- [AIM OF THE TASK] Once the data has been read, restate all of it exactly.

- [SUPPLIED DATA]
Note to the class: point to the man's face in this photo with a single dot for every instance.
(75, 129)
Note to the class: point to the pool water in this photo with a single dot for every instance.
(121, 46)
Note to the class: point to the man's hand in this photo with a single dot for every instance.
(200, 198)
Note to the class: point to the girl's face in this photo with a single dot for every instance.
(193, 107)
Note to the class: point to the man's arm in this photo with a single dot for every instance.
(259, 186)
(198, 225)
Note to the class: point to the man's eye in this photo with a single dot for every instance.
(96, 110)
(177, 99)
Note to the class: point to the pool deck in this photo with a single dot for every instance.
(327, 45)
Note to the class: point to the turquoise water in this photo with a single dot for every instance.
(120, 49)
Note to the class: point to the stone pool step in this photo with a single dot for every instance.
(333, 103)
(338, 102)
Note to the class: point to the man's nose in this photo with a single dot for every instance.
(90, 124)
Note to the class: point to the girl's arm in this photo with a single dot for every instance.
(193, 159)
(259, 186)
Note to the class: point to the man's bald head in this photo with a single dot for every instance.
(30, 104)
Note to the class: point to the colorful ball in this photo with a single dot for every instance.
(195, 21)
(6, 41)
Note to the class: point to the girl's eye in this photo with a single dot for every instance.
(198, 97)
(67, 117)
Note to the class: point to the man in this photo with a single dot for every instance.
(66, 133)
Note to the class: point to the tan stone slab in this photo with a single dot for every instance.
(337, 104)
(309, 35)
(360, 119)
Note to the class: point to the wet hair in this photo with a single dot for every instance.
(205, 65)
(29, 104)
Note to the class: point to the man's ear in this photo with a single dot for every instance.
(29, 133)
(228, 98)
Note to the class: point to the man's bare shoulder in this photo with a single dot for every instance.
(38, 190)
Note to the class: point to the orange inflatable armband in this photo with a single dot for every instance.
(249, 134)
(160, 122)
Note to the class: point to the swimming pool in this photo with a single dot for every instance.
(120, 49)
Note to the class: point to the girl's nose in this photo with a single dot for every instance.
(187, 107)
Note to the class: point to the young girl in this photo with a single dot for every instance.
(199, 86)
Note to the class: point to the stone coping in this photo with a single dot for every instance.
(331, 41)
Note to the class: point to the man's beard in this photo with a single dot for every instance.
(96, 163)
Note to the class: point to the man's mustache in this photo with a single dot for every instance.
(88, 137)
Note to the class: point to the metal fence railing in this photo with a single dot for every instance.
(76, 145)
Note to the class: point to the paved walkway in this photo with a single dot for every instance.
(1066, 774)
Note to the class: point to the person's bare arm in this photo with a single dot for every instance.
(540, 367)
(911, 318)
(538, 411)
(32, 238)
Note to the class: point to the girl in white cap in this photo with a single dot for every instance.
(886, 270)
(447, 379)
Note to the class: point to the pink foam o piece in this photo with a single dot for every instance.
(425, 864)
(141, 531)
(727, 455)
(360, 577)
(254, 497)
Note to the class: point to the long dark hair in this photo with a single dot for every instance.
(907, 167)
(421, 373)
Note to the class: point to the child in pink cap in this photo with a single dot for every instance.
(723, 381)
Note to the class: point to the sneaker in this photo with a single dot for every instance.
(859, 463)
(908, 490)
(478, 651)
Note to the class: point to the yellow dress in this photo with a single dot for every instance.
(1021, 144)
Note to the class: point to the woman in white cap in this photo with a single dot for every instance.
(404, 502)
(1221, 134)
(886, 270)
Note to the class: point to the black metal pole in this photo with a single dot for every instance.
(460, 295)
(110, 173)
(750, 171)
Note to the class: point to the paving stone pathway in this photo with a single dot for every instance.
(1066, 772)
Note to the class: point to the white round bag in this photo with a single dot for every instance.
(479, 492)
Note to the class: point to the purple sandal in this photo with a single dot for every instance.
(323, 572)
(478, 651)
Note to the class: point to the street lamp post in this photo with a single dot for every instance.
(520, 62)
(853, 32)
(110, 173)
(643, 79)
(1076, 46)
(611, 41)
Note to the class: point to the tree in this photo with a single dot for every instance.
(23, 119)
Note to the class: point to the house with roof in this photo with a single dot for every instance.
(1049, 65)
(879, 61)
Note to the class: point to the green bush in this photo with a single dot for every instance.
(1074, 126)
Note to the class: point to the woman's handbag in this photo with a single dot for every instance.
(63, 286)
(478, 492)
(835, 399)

- [WRITTEN RESPONSE]
Note to the class: point to the man's face in this photo with a single dot for every instance.
(75, 129)
Note to the class: point to the pool water in this photo with a single dot for every instance.
(121, 46)
Note to the class: point to the man's hand in this photo with a single dot for every instance.
(200, 198)
Note to the class: point to the girl's face in this photo with a single dot for every instance.
(193, 107)
Note to the class: point to the man's arm in this photo with a single dot for every instance.
(259, 186)
(198, 225)
Note to the class: point to the man's eye in this photo with a single dot for every instance.
(96, 110)
(177, 99)
Note to the class: point to the pool deck in this photo with a single dot for every instance.
(327, 45)
Note to the class: point to the turquoise water in this photo with a single dot for every instance.
(120, 49)
Note to the class: point to the stone pool step in this photo with a single dot for every instance.
(333, 103)
(338, 102)
Note to the class: point to the man's nose in this photo with a single dot for every instance.
(90, 124)
Note to the class: point to the girl's arm in this photo with a single dot for every instance.
(193, 159)
(259, 186)
Note to the class: point to the man's bald head in this photo with a single dot for every instance.
(30, 104)
Note to the class: point to the colorful ball in this photo with a single dot for every instance.
(195, 21)
(6, 41)
Note to the class: point to the girl's eye in this photo with a single dot for every instance.
(198, 97)
(67, 117)
Note to the class: point to the man in this photo with a single dot for every instance.
(66, 133)
Note to the class: point to the tan stone slab in this photo with a single dot for every instance.
(337, 104)
(309, 35)
(360, 119)
Note to the class: point to the wet hair in this photo with a single dot for every instance.
(205, 65)
(29, 104)
Note to the class: point to the man's ear in this photo with a single dot for every instance.
(29, 133)
(228, 98)
Note to the class: point to the man's bare shoulder in this photo with a single dot for every instance.
(38, 190)
Note to the class: point to the orange inflatable armband in this photo with a single dot for every instance.
(249, 134)
(160, 122)
Note to the class: point to the swimming pool in this photo with a single dot for every instance.
(120, 49)
Note to the class: point to the girl's nose in this photo with a single dot for every instance.
(187, 107)
Note to the class: point to the young girl in this photo with a single dot for every instance.
(199, 86)
Note to the class: point to the stone coping in this photo with a single dot for every instance.
(331, 41)
Note to the class: point to the man's beard in this photo with a single dot for every instance.
(96, 163)
Note to the class: point to the man's mustache in this photo with a single dot for every instance.
(88, 137)
Note to the class: point to the metal fence railing in this photo with a single dot for every instance.
(76, 145)
Note to the class: point to the paved walkway in this photo with a single dot for every instance.
(1066, 774)
Note to the class: point to the person's bare arm in this photo with a single dot for every instance.
(540, 367)
(911, 318)
(538, 411)
(32, 238)
Note to the class: point to the girl in white cap in this photo with a single dot for every instance.
(886, 270)
(447, 379)
Note to the class: point to the pink foam o piece in this photo with a single dot for every instance.
(425, 864)
(141, 531)
(727, 455)
(360, 577)
(254, 497)
Note to the class: point to the long dark hair in this photo with a single dot for every instance.
(907, 167)
(421, 373)
Note to the class: point to the child in pink cap in this photo with a single dot for every instance.
(723, 381)
Note to the class: point to the sneaker in this photo with a single dot for every instance.
(859, 463)
(908, 490)
(478, 651)
Note to the class: point to the yellow dress in this photo with a single dot for every instance.
(1021, 144)
Note to the class: point to the woman in white cap in this photo with a single dot for every instance.
(404, 502)
(1221, 134)
(886, 270)
Note to the class: point to the black metal pole in this photo with a single dot for every instance.
(460, 295)
(110, 173)
(750, 171)
Note to the class: point to the paving stone pathway in this photo with a single dot for every instance.
(1066, 772)
Note to the class: point to the white round bag in this photo with a single dot for every instance.
(479, 492)
Note to the class: point to the purple sandal in this photo with a single dot for every instance.
(323, 572)
(478, 651)
Note to the class: point to the street lamp post in this photo with a single dot for every instance.
(520, 62)
(853, 32)
(110, 173)
(643, 79)
(1076, 46)
(611, 41)
Note to the class: point to the tree in this photo with a single dot for every instance.
(23, 119)
Note to the class: point to the house with roof in this photo with a single dot for every instance.
(1049, 65)
(879, 61)
Note to the class: point to the green bush in this photo with a single dot for every instance.
(1074, 126)
Note to the class: point to the woman's handbag in this photo with a single dot for every instance.
(63, 286)
(478, 492)
(835, 399)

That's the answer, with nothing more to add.